» **Given problem**
Quote the records below word for word, including every line of text and leaving out the pictures.

Segmentation labeling entries:
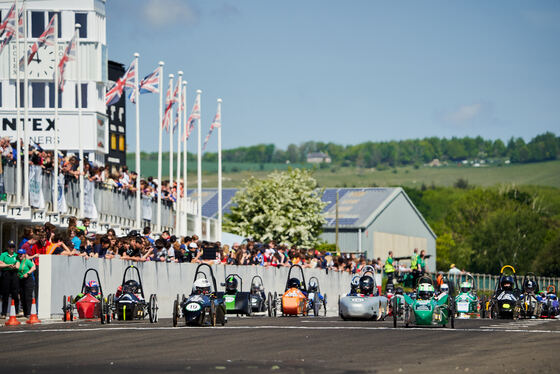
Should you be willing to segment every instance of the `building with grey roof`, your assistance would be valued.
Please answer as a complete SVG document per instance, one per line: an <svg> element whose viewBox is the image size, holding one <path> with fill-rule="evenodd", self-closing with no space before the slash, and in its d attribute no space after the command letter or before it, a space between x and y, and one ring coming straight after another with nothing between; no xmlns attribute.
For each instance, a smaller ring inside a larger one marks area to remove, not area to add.
<svg viewBox="0 0 560 374"><path fill-rule="evenodd" d="M416 209L406 192L394 188L327 188L322 200L325 226L321 238L335 243L336 193L338 191L338 240L342 252L363 253L368 258L385 260L387 252L395 257L412 255L414 248L430 255L428 269L435 270L436 235ZM223 190L223 213L230 212L237 189ZM189 190L194 197L196 190ZM218 216L217 189L203 189L202 215Z"/></svg>

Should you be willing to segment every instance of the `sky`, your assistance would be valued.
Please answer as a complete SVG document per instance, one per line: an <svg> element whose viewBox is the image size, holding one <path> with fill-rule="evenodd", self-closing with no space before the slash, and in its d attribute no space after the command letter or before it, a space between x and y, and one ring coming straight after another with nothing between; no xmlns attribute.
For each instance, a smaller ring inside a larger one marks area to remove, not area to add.
<svg viewBox="0 0 560 374"><path fill-rule="evenodd" d="M107 0L109 58L164 61L165 87L182 70L202 139L222 98L224 149L560 135L559 41L555 0ZM158 96L140 101L157 151ZM127 121L133 151L130 104Z"/></svg>

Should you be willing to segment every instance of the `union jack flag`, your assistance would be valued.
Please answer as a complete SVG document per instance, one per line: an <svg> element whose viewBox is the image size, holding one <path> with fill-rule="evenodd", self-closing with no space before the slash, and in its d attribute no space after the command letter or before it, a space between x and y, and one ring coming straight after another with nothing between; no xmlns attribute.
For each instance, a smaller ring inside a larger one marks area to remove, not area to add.
<svg viewBox="0 0 560 374"><path fill-rule="evenodd" d="M111 104L116 103L120 100L123 90L128 87L132 88L134 92L134 80L136 77L136 59L132 60L132 63L124 73L122 77L120 77L115 84L107 91L105 94L105 105L109 106Z"/></svg>
<svg viewBox="0 0 560 374"><path fill-rule="evenodd" d="M10 8L10 10L8 10L8 13L6 14L4 19L2 20L2 23L0 23L0 38L2 36L4 36L4 32L6 31L6 29L8 27L8 23L11 21L11 19L14 18L15 7L16 7L16 3L14 2L12 7Z"/></svg>
<svg viewBox="0 0 560 374"><path fill-rule="evenodd" d="M169 87L171 89L171 87ZM169 121L171 121L171 117L173 116L173 104L179 101L179 81L177 81L177 85L175 86L175 90L173 94L170 90L167 91L167 96L165 98L165 114L163 117L163 127L167 131L169 131ZM175 128L175 126L173 126Z"/></svg>
<svg viewBox="0 0 560 374"><path fill-rule="evenodd" d="M140 94L143 93L159 93L159 75L161 72L161 67L156 68L152 73L146 75L144 79L138 84L140 87ZM128 99L131 103L134 103L134 98L136 91L130 91Z"/></svg>
<svg viewBox="0 0 560 374"><path fill-rule="evenodd" d="M8 45L9 42L12 41L12 38L16 34L16 28L14 26L15 23L14 16L15 16L14 12L10 12L6 16L9 18L5 20L6 26L4 26L4 30L2 33L6 35L4 36L4 40L2 40L2 44L0 44L0 53L2 53L4 47ZM4 21L2 21L2 24L4 24ZM23 9L20 9L18 15L18 33L19 33L19 37L23 38Z"/></svg>
<svg viewBox="0 0 560 374"><path fill-rule="evenodd" d="M208 140L210 140L210 135L212 135L212 131L214 131L214 129L217 127L222 127L222 109L220 106L218 106L218 110L216 112L216 115L214 116L214 120L210 125L210 131L208 131L208 135L206 135L206 139L204 139L204 145L202 146L203 152L206 149L206 144L208 144Z"/></svg>
<svg viewBox="0 0 560 374"><path fill-rule="evenodd" d="M69 61L74 61L76 56L76 45L78 44L78 33L74 33L74 36L68 42L64 54L58 63L58 87L60 91L64 91L64 70L66 69L66 64Z"/></svg>
<svg viewBox="0 0 560 374"><path fill-rule="evenodd" d="M196 99L194 100L193 109L191 115L187 120L187 127L185 128L185 135L183 135L183 141L188 140L191 132L194 129L194 124L197 119L200 118L200 94L196 94Z"/></svg>
<svg viewBox="0 0 560 374"><path fill-rule="evenodd" d="M31 62L33 56L35 56L39 48L41 48L43 45L54 45L54 16L52 16L45 31L43 31L39 39L37 39L37 41L33 43L31 49L27 52L28 64ZM23 62L24 62L24 58L22 56L21 59L19 60L19 66L22 66Z"/></svg>

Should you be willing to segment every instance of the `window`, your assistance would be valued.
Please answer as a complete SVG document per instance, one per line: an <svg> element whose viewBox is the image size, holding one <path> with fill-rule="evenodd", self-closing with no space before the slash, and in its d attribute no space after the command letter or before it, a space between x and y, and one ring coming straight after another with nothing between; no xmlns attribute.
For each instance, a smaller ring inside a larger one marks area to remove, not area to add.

» **Problem solution**
Should you be willing to segment every instance of the `building with grey roof`, your assistance would be valued.
Please answer as a complete SVG document per instance, one per line: an <svg> element whose viewBox is the image size, holding one <path> with fill-rule="evenodd", self-closing with no space before the slash, and in its d attribute no space after the command letter or before it, a space between x and y, and one ring coming straight after another with nothing between; no xmlns attribute.
For each instance, a smaller ring inside a larger one marks area to remove, not area to add.
<svg viewBox="0 0 560 374"><path fill-rule="evenodd" d="M416 209L406 192L394 188L327 188L322 200L325 226L321 238L335 243L336 193L338 191L338 240L342 252L363 253L368 258L385 260L387 252L395 257L412 255L414 248L430 255L428 269L435 270L436 235ZM223 190L223 213L230 212L237 189ZM189 190L194 197L196 190ZM218 216L217 189L203 189L202 215Z"/></svg>

Should you be willing to segment every instance of the `sky`, your assistance would be valued.
Please answer as a complete SVG document per instance, one per line: an <svg> element whose viewBox is the image size, holding one <path> with fill-rule="evenodd", self-closing with no space before the slash, and in its d attribute no space after the command letter or before it, a space between x and y, and one ring coming straight after another with nothing between; no xmlns attribute.
For each instance, a smaller ring inside a larger one marks area to remove, not area to add.
<svg viewBox="0 0 560 374"><path fill-rule="evenodd" d="M107 0L109 58L164 61L165 87L182 70L202 139L222 98L224 149L560 135L559 41L555 0ZM158 96L140 101L157 151ZM127 121L133 151L130 104Z"/></svg>

Should you be willing to segment every instance of the `union jack flag`, your assistance would be valued.
Please answer as a complete SVG document per instance, one per line: an <svg> element whose viewBox is the image size, holding one <path> with fill-rule="evenodd", self-closing with no space before the slash, and in its d attribute no space after the command letter or before it, a space between x and y, and one ring coming straight after another with nothing between; no xmlns attribute.
For each instance, a smaller ring inside a larger one marks area to remove, not area to add.
<svg viewBox="0 0 560 374"><path fill-rule="evenodd" d="M111 104L116 103L120 100L123 90L128 87L132 88L134 92L134 80L136 77L136 59L132 60L132 63L124 73L122 77L120 77L115 84L107 91L105 94L105 105L109 106Z"/></svg>
<svg viewBox="0 0 560 374"><path fill-rule="evenodd" d="M10 8L10 10L8 10L8 13L6 14L4 19L2 20L2 23L0 23L0 38L2 36L4 36L4 32L6 31L6 29L8 27L8 23L11 21L11 19L14 18L15 7L16 7L16 3L14 2L12 7Z"/></svg>
<svg viewBox="0 0 560 374"><path fill-rule="evenodd" d="M169 87L171 89L171 87ZM169 121L171 121L171 117L173 116L173 104L179 101L179 81L177 81L177 85L175 86L175 90L173 94L170 90L167 91L167 96L165 98L165 114L163 117L163 127L167 131L169 131ZM175 128L175 126L173 126Z"/></svg>
<svg viewBox="0 0 560 374"><path fill-rule="evenodd" d="M140 94L143 93L159 93L159 75L161 72L161 67L156 68L152 73L146 75L144 79L138 84L140 87ZM128 99L131 103L134 103L134 98L136 91L130 91Z"/></svg>
<svg viewBox="0 0 560 374"><path fill-rule="evenodd" d="M8 45L9 42L12 41L12 38L16 34L16 28L14 26L15 23L14 16L15 16L14 12L10 12L6 16L9 18L5 20L6 26L4 26L4 30L2 33L6 35L4 36L4 40L2 40L2 44L0 44L0 53L2 53L4 47ZM4 21L2 21L2 24L4 24ZM23 9L20 9L18 15L18 33L19 33L19 37L23 38Z"/></svg>
<svg viewBox="0 0 560 374"><path fill-rule="evenodd" d="M208 140L210 140L210 135L212 135L212 131L214 131L214 129L217 127L222 127L222 109L220 106L218 106L218 110L216 112L216 115L214 116L214 120L210 125L210 131L208 131L208 135L206 135L206 139L204 139L204 145L202 146L203 152L206 149L206 144L208 144Z"/></svg>
<svg viewBox="0 0 560 374"><path fill-rule="evenodd" d="M69 61L74 61L76 56L76 45L78 44L78 33L74 33L74 36L68 42L64 54L58 63L58 87L60 91L64 91L64 70L66 69L66 64Z"/></svg>
<svg viewBox="0 0 560 374"><path fill-rule="evenodd" d="M196 99L194 100L193 109L191 115L187 120L187 127L185 128L185 135L183 135L183 141L188 140L191 132L194 129L194 124L197 119L200 118L200 94L196 94Z"/></svg>
<svg viewBox="0 0 560 374"><path fill-rule="evenodd" d="M31 62L33 56L35 56L39 48L41 48L43 45L54 45L54 16L52 16L45 31L43 31L39 39L37 39L37 41L33 43L31 49L27 52L28 64ZM23 62L24 62L24 58L22 56L21 59L19 60L19 66L22 66Z"/></svg>

Should you be willing to segment every instance of the `window`, your assistance would be valued.
Please answer as a complete SVG document per instance, one per line: an <svg> element whose viewBox is the image size, holding one <path> with fill-rule="evenodd", self-closing with no space before the slash, and in its d attribute no space after the command letter or before it, a space between x and y, and one ring coming straight after another with nothing between; no xmlns attribute.
For each instance, a smaller ring inside a larger one marks area to remove, not area to add.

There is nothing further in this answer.